'''

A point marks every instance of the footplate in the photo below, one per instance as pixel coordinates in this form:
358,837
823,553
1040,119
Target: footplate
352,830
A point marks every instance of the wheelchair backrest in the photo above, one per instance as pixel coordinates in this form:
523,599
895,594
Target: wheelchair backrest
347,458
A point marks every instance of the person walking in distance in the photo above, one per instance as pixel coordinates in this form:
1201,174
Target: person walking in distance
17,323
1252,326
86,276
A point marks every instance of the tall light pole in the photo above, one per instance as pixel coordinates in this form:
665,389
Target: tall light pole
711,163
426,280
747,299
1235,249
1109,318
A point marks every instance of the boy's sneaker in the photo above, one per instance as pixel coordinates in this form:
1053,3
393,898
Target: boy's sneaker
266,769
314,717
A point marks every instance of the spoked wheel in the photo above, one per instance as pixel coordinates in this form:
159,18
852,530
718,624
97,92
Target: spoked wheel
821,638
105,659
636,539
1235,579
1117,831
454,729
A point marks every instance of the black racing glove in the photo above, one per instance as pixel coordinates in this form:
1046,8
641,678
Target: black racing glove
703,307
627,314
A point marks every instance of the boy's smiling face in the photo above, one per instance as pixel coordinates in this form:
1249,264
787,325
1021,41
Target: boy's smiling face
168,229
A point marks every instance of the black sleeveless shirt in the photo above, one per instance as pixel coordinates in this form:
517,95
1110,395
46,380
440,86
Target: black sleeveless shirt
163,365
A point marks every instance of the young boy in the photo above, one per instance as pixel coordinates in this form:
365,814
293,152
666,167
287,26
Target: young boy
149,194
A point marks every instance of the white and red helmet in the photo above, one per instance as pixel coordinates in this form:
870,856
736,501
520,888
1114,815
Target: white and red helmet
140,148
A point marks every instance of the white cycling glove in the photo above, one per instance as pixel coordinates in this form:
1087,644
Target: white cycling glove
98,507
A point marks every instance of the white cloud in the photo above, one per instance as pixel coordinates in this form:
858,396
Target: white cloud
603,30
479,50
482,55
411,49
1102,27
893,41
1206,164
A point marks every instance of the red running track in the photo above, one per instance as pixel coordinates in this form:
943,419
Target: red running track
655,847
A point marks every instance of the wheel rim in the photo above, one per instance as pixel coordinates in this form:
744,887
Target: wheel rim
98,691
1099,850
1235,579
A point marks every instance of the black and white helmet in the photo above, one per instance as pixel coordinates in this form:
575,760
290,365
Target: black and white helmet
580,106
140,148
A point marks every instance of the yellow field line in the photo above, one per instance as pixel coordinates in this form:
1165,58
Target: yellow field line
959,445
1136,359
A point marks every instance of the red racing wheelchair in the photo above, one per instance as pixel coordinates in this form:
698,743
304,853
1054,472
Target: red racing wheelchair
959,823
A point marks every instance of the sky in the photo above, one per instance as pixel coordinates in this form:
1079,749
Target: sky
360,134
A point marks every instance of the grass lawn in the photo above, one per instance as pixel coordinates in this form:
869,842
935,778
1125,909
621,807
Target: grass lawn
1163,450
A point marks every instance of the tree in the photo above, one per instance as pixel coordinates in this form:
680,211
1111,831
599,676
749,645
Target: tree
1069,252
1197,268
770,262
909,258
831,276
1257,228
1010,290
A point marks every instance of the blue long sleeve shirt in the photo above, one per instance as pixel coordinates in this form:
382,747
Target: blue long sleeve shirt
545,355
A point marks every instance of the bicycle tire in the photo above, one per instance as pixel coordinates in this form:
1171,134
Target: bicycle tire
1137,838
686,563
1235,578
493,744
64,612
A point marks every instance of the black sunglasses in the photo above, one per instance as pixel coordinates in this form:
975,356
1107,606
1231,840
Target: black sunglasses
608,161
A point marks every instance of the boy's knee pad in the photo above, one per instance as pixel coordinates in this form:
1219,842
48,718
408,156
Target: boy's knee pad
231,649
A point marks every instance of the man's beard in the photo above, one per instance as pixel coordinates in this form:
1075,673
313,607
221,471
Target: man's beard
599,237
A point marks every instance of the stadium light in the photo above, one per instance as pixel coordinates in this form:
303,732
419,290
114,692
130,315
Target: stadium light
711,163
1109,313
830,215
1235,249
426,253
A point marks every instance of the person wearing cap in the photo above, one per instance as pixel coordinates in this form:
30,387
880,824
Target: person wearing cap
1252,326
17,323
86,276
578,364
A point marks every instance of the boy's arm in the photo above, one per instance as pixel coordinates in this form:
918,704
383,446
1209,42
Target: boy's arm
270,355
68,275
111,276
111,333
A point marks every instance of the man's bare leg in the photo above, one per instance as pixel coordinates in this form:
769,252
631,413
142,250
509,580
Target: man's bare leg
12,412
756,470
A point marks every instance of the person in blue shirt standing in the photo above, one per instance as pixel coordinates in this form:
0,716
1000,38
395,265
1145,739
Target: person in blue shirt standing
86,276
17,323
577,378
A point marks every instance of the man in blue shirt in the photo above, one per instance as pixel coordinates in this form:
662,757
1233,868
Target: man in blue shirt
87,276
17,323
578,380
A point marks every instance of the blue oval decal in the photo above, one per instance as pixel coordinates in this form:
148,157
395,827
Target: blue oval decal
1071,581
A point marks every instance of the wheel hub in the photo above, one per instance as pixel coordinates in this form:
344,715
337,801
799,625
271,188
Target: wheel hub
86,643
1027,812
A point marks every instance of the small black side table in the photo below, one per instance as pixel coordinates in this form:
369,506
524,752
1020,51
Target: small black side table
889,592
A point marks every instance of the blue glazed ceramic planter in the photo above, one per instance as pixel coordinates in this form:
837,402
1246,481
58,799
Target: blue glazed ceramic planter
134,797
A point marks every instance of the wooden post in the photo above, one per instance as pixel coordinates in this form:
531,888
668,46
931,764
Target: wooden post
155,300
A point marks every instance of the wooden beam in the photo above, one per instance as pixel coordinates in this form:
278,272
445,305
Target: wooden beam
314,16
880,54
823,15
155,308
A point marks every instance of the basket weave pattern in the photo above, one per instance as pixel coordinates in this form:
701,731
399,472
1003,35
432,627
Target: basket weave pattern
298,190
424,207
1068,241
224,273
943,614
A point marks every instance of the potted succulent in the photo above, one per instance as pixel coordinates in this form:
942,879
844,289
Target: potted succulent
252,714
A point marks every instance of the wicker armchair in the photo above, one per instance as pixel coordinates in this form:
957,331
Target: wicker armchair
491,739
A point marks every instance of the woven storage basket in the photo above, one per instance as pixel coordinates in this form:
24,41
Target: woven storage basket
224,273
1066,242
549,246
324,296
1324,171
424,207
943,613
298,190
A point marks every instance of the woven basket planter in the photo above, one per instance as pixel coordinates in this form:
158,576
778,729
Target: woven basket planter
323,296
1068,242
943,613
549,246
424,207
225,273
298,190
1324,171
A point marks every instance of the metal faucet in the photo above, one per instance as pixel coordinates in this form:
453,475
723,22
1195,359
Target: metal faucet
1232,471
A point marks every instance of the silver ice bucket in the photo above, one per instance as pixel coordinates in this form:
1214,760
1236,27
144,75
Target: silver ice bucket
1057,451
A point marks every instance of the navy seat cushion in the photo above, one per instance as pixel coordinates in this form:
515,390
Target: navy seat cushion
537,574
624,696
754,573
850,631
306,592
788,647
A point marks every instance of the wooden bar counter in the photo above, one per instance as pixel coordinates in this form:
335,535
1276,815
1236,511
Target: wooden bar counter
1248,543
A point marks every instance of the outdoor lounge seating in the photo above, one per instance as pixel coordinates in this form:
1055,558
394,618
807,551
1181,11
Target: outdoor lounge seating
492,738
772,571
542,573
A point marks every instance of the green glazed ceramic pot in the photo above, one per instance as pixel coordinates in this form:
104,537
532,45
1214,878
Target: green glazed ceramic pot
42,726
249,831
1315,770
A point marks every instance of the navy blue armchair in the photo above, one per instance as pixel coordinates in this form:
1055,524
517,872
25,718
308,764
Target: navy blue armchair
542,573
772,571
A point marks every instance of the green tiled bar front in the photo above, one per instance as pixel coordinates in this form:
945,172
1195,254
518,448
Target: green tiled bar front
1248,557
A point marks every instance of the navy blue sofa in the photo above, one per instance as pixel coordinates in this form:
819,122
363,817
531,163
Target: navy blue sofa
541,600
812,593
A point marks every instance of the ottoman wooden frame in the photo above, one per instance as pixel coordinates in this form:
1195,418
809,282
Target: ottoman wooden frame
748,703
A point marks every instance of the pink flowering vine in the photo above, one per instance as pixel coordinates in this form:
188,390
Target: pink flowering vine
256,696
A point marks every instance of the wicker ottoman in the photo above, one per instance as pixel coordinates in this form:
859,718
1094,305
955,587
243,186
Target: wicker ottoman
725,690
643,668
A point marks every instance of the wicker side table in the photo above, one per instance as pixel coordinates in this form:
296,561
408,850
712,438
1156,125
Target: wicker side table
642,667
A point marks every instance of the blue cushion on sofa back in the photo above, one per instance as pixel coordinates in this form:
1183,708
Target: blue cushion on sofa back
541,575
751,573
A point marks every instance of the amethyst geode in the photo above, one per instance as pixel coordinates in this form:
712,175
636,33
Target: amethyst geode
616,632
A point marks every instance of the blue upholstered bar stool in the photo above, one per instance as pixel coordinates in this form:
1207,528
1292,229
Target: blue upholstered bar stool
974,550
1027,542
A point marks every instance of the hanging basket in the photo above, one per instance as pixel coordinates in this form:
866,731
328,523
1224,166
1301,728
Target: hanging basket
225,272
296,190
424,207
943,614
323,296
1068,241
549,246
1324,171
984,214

'''

**Set task:** Take the line in which "A point marks every instance of the amethyst" occurs and each subsequent line through the end; give these lines again without alteration.

**The output:**
A point marks every instance of the amethyst geode in the photo above, one per instance as pixel coordinates in this form:
712,175
636,33
Target: amethyst geode
616,632
A point marks every instance of the blue upholstered bar stool in the photo above, one per instance as pixel coordinates in this form:
1207,528
1292,229
Target: blue upholstered bar stool
974,550
1027,542
A point marks every instance of the hanging basket in the photo above, one per instance as pixel coordinates in this form:
866,731
328,523
1224,166
1301,728
Target: hanging basket
225,272
296,190
424,207
943,614
323,296
1068,241
549,246
1324,171
984,214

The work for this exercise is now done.